[Stored data]

•••

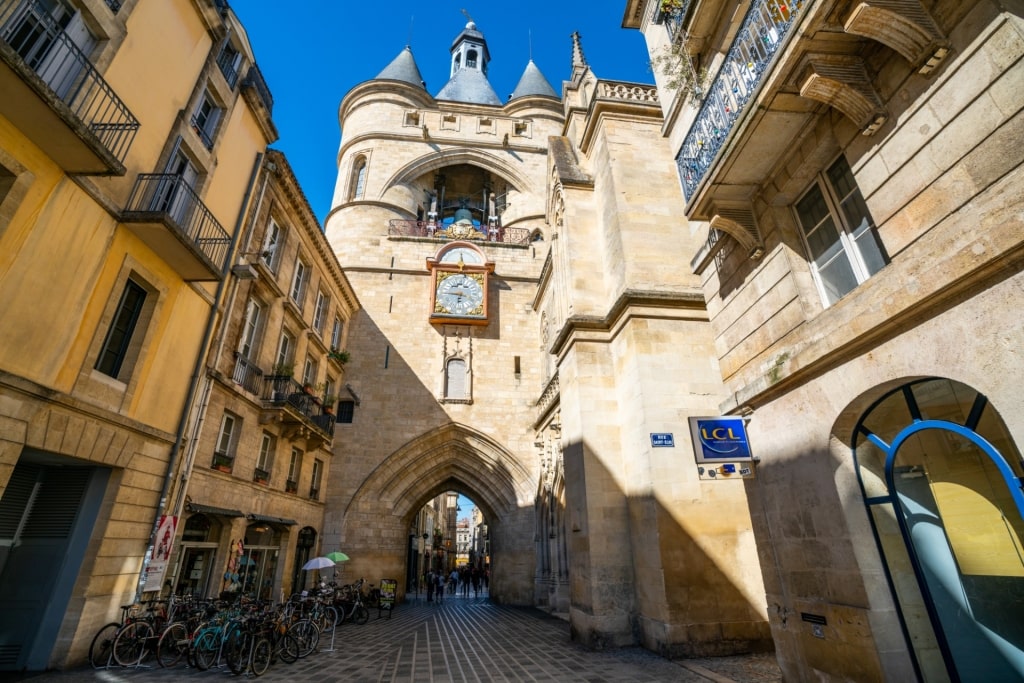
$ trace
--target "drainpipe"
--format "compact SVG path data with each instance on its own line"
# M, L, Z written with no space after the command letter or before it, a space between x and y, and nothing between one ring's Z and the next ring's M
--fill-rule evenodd
M231 236L231 246L228 248L228 256L230 257L228 263L234 262L235 250L238 247L238 238L242 232L242 225L245 221L245 215L247 213L246 207L249 205L249 198L252 196L253 187L256 185L256 178L259 174L260 166L263 164L263 152L256 154L256 162L253 165L252 174L249 177L249 184L245 190L245 197L242 199L242 210L238 212L238 220L235 223L235 231ZM156 532L160 527L160 517L164 514L167 509L167 495L171 489L171 482L174 480L174 471L178 464L178 455L181 452L181 444L185 437L185 430L188 427L188 419L191 414L190 406L196 397L196 390L199 387L199 382L202 379L204 368L206 366L206 358L204 357L204 351L209 348L210 341L213 338L213 329L217 321L217 312L221 303L221 298L224 295L224 285L227 282L228 274L230 273L230 267L223 273L223 277L220 282L217 283L217 292L213 297L213 306L210 307L210 315L206 319L206 330L203 332L203 343L199 347L200 351L196 354L195 366L192 369L192 380L188 386L188 396L185 398L185 405L181 410L181 419L178 420L178 429L174 437L174 445L171 446L170 458L167 462L167 474L164 476L164 483L160 489L160 502L157 504L156 514L153 519L153 527L149 532L149 542L146 547L146 556L142 563L142 571L139 573L139 581L135 590L135 600L138 601L142 597L142 586L143 579L146 576L146 569L149 567L149 558L153 555L153 543L156 540Z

•••

- _Instructions for the task_
Skip the images and restate each record above word for word.

- _Response for this exercise_
$ trace
--target "drainpipe"
--format "compact SVG path data with each instance on its own line"
# M, L, Z written with no space after the command letter or before it, a space between x and y, and nothing between one ring's Z and the next ring's M
--fill-rule evenodd
M231 236L231 246L228 248L228 256L230 257L228 263L234 262L235 250L238 247L238 238L242 232L242 225L245 221L245 215L247 213L246 207L249 205L249 198L252 196L253 187L256 185L256 178L259 174L260 166L263 164L263 152L256 154L256 162L253 165L252 174L249 177L249 184L245 190L245 197L242 199L242 210L238 212L238 220L235 223L235 231ZM156 532L160 527L160 517L164 514L167 509L167 495L171 489L171 482L174 480L174 471L178 464L178 455L181 452L181 444L185 437L185 430L188 427L188 419L191 414L190 406L196 397L196 390L199 387L199 382L202 379L204 368L206 366L206 358L204 357L204 351L209 348L210 341L213 338L213 329L217 321L217 312L221 303L221 298L224 295L224 285L227 282L228 274L230 273L230 267L223 273L223 277L220 282L217 283L217 292L213 297L213 306L210 307L210 315L206 319L206 330L203 332L203 343L199 347L200 351L196 354L195 366L192 369L192 380L188 386L188 396L185 398L185 405L181 410L181 419L178 420L178 429L174 437L174 445L171 446L170 458L167 462L167 474L164 476L164 483L160 489L160 502L157 504L156 514L153 519L153 527L149 532L149 542L146 547L146 556L142 563L142 571L139 573L139 581L135 590L135 600L138 601L142 597L142 586L143 579L146 576L146 569L149 567L149 558L153 555L153 543L156 540Z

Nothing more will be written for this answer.